** Textauszug **
:::
Ein Blick aus Brüssel auf unsere Heimat

NETWORK: Liebe Marie Michelle, du hast in den letzten drei Jahren einiges an Lebens- und Berufserfahrung in ver- schiedenen Ländern sammeln können und bist momentan in Brüssel tätig. Erzähl doch mal, wie es dich dorthin verschlagen hat.

Marie Michelle: Die Gelegenheit nach Brüssel zu gehen hat sich für mich in Spanien ergeben. Während meines Auslandspraktikums in Salamanca lernte ich eine Frau kennen, die bereits in Brüssel bei einem europäischen Verband berufstätig war. Durch sie erfuhr ich von der Möglichkeit in Brüssel zu arbeiten und gab ihr meinen Lebenslauf mit. Nachdem sie meinen Lebenslauf an Ihr Netzwerk in Brüssel weitergegeben hatte, erhielt ich von einem deutschen Verband ein Jobangebot und begann direkt nach dem Abschluss meiner Ausbildung meinen ersten Job in der belgischen Hauptstadt. Nach Brüssel haben mich damit mehr oder weniger persönliche Kontakte und ein bisschen Glück gebracht.

NETWORK: Du hast also in den letzten Jahren verschiedene Kulturen kennengelernt. Welche Unterschiede sind dir zwischen den Ländern im Vergleich zu Deutschland und insbesondere zu unserer Heimat Waldeck-Frankenberg aufgefallen?

Marie Michelle: Zum einen ist mir aufgefallen, dass sich die Stereotypen, die wir insbesondere von Spaniern und Franzosen haben, oft nicht bestätigen. Gerade in Spanien, wo man vermutet, dass alles sehr entspannt abläuft und die lange Siesta zur Mittagszeit zum täglichen Programm gehört, überraschte mich der strukturierte und organisierte Tagesablauf. Die typische Siesta trifft man nur noch in wenigen Branchen. Was aber durchaus zutrifft ist, dass in Spanien Pünktlichkeit nicht ganz so wichtig ist. Die meisten Spanier kommen grundsätzlich eine Viertel- bis Halbestunde zu spät. Bei mir waren sie zwar meistens pünktlich, vermutlich aber, weil sie wussten, dass in Deutschland Pünktlichkeit großgeschrieben wird. Dafür können wir von den Spaniern einiges an Lebensfreude lernen. Während wir Deutschen uns gegen 18 Uhr am Abend vermutlich eher zurückziehen und den Abend daheim ausklingen lassen, zieht es die Spanier zu dieser Uhrzeit auf die Straße, um sich mit Familie, Nachbarn und Freunden auszutauschen.
:::
** Datensätze **
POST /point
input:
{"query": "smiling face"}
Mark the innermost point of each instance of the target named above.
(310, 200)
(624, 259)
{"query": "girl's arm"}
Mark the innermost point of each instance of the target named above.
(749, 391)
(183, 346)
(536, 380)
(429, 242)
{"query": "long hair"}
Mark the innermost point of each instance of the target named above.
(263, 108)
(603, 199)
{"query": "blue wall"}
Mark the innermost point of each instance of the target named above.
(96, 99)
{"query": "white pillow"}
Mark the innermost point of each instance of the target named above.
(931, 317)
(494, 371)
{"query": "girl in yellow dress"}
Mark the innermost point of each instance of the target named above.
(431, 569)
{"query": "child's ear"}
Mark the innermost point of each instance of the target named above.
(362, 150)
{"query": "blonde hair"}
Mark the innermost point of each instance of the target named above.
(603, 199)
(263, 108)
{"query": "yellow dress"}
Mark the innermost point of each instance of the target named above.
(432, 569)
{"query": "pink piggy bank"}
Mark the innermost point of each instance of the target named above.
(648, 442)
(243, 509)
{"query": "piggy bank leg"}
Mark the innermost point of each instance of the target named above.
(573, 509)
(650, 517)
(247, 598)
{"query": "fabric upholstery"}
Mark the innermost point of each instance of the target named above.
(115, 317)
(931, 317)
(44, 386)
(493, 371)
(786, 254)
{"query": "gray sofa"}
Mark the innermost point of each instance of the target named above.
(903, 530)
:::
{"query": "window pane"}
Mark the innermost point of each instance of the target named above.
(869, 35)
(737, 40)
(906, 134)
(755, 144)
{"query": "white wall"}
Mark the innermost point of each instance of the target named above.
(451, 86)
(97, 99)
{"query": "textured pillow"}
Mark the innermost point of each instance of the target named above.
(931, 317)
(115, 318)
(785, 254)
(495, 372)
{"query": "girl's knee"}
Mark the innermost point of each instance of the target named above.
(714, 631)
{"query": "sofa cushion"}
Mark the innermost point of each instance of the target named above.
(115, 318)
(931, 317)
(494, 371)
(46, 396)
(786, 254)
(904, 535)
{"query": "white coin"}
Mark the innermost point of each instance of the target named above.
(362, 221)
:::
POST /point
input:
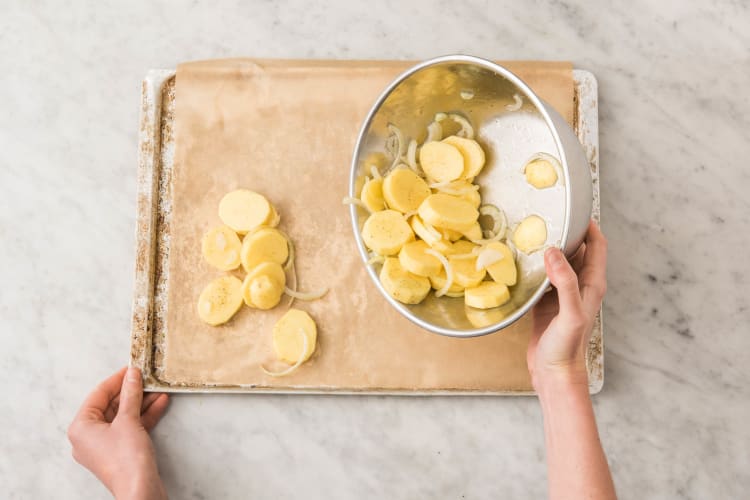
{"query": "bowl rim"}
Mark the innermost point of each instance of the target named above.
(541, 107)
:::
** Aufgabe 1 **
Schreibe aus dem Interview über Brüssel den Abschnitt von „Marie Michelle: Die“ bis einschließlich „bisschen Glück gebracht.“ wortgetreu ab.
** Aufgabe 2 **
In welcher Stadt absolvierte Marie Michelle laut dem Interview über Brüssel ihr Auslandspraktikum?
** Aufgabe 3 **
Führe das Interview über Brüssel im Anschluss an seinen letzten Satz weiter.

** Antwort 1 **
Marie Michelle: Die Gelegenheit nach Brüssel zu gehen hat sich für mich in Spanien ergeben. Während meines Auslandspraktikums in Salamanca lernte ich eine Frau kennen, die bereits in Brüssel bei einem europäischen Verband berufstätig war. Durch sie erfuhr ich von der Möglichkeit in Brüssel zu arbeiten und gab ihr meinen Lebenslauf mit. Nachdem sie meinen Lebenslauf an Ihr Netzwerk in Brüssel weitergegeben hatte, erhielt ich von einem deutschen Verband ein Jobangebot und begann direkt nach dem Abschluss meiner Ausbildung meinen ersten Job in der belgischen Hauptstadt. Nach Brüssel haben mich damit mehr oder weniger persönliche Kontakte und ein bisschen Glück gebracht.

** Antwort 2 **
In Salamanca.

** Antwort 3 **
NETWORK: Und wie sieht es im Vergleich von Belgien zu Deutschland aus?

Marie Michelle: Was mich in Belgien manchmal stört ist, dass simple Sachen viel Zeit benötigen. Diese Zeit könnte man besser nutzen, wenn man nicht so sehr auf Bürokratie beharren würde. Tipps in diese Richtung etwas zu verbessern stoßen selten auf offene Ohren und nach dem Motto “das ist schon immer so” bleibt es meist bei der festgefahrenen Routine. Die Belgier nehmen das aber eher gelassen hin und haben sich wohl damit abgefunden. Während ich mich als Deutsche eher aufrege, reagieren die Belgier vollkommen entspannt.

NETWORK: Auch wenn wir uns die Belgier in diesem Punkt nicht zum Vorbild nehmen sollten, gibt es Dinge, die wir und insbesondere unser Landkreis von Brüssel lernen könnte?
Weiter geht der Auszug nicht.